### ASSIGNED TASK
Each line of the data below that carries the word "along" needs to be copied.

### AVAILABLE DATA
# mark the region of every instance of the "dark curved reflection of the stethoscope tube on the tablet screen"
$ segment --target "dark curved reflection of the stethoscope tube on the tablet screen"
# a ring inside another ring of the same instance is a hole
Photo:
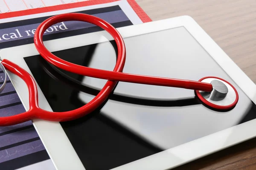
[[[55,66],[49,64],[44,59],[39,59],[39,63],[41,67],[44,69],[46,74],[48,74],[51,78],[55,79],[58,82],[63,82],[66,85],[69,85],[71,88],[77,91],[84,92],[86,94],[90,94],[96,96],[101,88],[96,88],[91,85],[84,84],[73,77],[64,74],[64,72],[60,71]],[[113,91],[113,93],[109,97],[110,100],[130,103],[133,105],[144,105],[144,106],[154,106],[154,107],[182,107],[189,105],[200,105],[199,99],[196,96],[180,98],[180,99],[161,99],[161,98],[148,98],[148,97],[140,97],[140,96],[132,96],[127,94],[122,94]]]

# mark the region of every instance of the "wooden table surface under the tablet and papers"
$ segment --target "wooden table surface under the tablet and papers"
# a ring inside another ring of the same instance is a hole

--

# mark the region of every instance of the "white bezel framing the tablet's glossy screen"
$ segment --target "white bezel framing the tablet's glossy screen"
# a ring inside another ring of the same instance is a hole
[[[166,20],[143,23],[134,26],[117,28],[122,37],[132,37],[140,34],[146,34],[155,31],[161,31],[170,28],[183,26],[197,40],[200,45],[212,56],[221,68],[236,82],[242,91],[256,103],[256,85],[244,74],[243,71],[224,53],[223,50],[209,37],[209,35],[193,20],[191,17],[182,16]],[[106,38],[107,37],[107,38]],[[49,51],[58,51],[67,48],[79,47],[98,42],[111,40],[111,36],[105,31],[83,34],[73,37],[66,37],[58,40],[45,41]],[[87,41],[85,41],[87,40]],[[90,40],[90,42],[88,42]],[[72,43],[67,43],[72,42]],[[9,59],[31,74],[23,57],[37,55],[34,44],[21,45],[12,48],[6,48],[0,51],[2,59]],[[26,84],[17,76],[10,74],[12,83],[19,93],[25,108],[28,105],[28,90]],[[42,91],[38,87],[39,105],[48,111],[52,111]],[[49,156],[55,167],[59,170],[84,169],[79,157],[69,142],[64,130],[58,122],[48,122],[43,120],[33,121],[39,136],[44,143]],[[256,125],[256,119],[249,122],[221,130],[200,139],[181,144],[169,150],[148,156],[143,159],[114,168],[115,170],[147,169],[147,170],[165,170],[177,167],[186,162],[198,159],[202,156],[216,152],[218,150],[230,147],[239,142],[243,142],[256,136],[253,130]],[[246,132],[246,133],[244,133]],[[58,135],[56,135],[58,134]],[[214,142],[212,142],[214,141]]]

---

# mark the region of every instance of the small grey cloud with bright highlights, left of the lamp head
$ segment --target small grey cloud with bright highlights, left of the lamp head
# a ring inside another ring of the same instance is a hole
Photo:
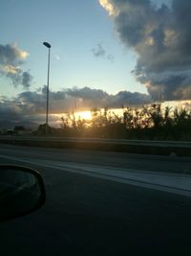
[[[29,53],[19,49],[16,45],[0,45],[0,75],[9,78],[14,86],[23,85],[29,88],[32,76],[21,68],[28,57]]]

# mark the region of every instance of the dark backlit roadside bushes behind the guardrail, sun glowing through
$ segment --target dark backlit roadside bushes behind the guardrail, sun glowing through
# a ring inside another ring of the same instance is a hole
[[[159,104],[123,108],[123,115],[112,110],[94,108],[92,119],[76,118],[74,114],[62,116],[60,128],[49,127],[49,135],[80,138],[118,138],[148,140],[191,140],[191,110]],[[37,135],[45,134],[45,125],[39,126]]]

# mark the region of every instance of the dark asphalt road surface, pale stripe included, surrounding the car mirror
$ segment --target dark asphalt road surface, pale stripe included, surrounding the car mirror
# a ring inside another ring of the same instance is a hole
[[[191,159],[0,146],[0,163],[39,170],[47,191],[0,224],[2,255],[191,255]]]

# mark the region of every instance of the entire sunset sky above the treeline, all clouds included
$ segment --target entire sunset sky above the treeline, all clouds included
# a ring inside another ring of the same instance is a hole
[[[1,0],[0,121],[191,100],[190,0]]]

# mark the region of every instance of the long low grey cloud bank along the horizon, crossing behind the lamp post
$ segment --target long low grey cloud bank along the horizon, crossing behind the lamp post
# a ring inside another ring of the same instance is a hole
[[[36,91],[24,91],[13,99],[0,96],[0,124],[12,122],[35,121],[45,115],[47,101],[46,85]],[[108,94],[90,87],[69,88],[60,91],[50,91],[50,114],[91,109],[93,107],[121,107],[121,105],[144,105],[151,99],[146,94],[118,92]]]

### EXERCISE SOLUTION
# mark the region of every instance of the long low grey cloud bank along the horizon, crossing behind the lamp post
$ segment --target long low grey cloud bank along the horizon, crossing behind the lamp post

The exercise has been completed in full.